Man, I'd get absolute clarification before I did anything, especially since they are going to narrow the streets rather than widen them and I would want it in writing. If your hedges are on your actual property, then I can't see them requiring you to remove them all, maybe a section if the plumbing has to go beneath it, but beyond that what reason could they have?
Does your city or area have sidewalks?, if so, I would imagine that your hedges would have to be kept on your property's side as it is. Keep us up to date on what they require.


----------



## BloodyRose (Jul 10, 2006)

Bear traps it's the only way!


----------



## Gloomy_Gus (Jul 11, 2006)

Sounds like a "human interest" story for the local news media.


----------



## slimy (Jul 12, 2006)

Gloomy, I thought that as well. Now I'm changing my tune. I'm going with Bloody Rose. 

Vlad set up the group buy, we want bear traps. Lots of them.


----------



## HibLaGrande (Sep 25, 2005)

Sorry to hear of you endangered hedge row Vlad. and it's to late in the season to plant a bunch of poison ivy in and around it too. But you could go and plant rebar all through it.


----------



## Spooklights (Jul 4, 2006)

Or thorn bushes.


----------



## drbrandon73 (Jul 11, 2006)

If they are narrowing the street they will probably save your hedge. They only rip stuff out when they widen the street.


----------



## drbrandon73 (Jul 11, 2006)

Also, you could always steal a dinosaur bone from your local museum of natural history and bury it down from your house so construction has to stop so a bunch of archeologists can come in and excavate the site for 10 years!


----------



## Hellrazor (Jun 18, 2006)

what a great idea Dr. Brandon! A dyno bone, you can use bucky bones and really mess with their heads... in fact... bury a whole skelly.


----------



## Beepem (Jul 17, 2006)

wow brandon, that was like a fresh prince moment.

## What to work on
(1) Do these statements agree with the forum thread about the hedges? For each, answer yes or no and quote the words of the thread that decide it. (a) The first poster says the streets will be narrowed rather than widened. (b) drbrandon73 says crews only rip things out when they narrow a street. (c) Spooklights suggests thorn bushes.
(2) Pick up the forum thread about the hedges where it ends and write what comes next.

## Given data
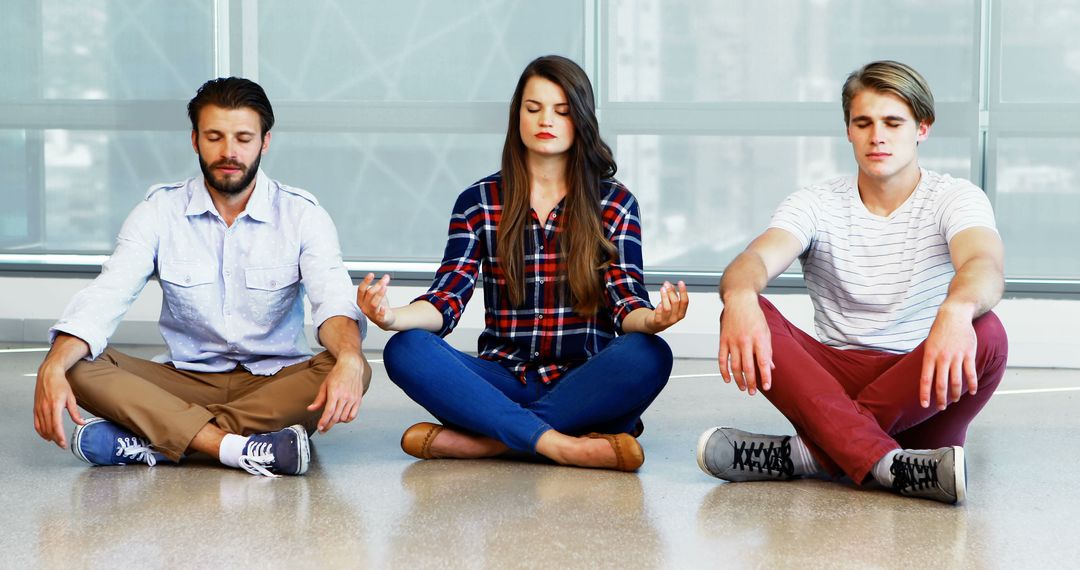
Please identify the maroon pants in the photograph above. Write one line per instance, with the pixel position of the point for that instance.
(852, 406)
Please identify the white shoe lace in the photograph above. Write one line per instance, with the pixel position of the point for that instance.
(136, 449)
(258, 457)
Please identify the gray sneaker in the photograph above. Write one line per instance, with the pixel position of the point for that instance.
(738, 456)
(936, 474)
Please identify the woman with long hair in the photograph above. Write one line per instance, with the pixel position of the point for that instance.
(568, 358)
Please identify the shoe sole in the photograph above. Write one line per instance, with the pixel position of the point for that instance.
(959, 474)
(701, 449)
(304, 451)
(77, 438)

## Per-task answers
(1)
(a) Yes: "they are going to narrow the streets rather than widen them"
(b) No: "They only rip stuff out when they widen the street."
(c) Yes: "Or thorn bushes."

(2)
however, if they are narrowing the street...why would they rip out your hedge? i suggest finding out how far they will emove things for construction purposes(if they are removing thigs or not) and trim hedge about a few feet or so past that....maybe then they wont take it?


----------



## Empress Nightshade (Jul 25, 2004)

Oh, how completely awful, Vlad and Black Cat!!
I remember how much you appreciated and loved your hedges. I hope that they can be saved and something can be worked out. My good vibes have been sent your way.


----------



## slimy (Jul 12, 2006)

Poison Ivy. Genius!!!!!!!!! Lots of poison ivy to cover over the bear traps.


----------



## kevin242 (Sep 30, 2005)

I have a similar story. 
In 2003, our town decided to redo all of the water/sewer mains in my neighborhood, they tore up the entire street, drove heavy machinery over and destroyed the sidewalks, dug trenches in our lawn, left backhoes and equipment everywhere, they also lined the street with big concrete formed sewer sections 5' high... it was a freakin' mess. 
There were piles of trap-rock everywhere, 1" thick steel plates covering deep trenches and oh, the workers found it nessesary to throw their garbage/coffee cups all over.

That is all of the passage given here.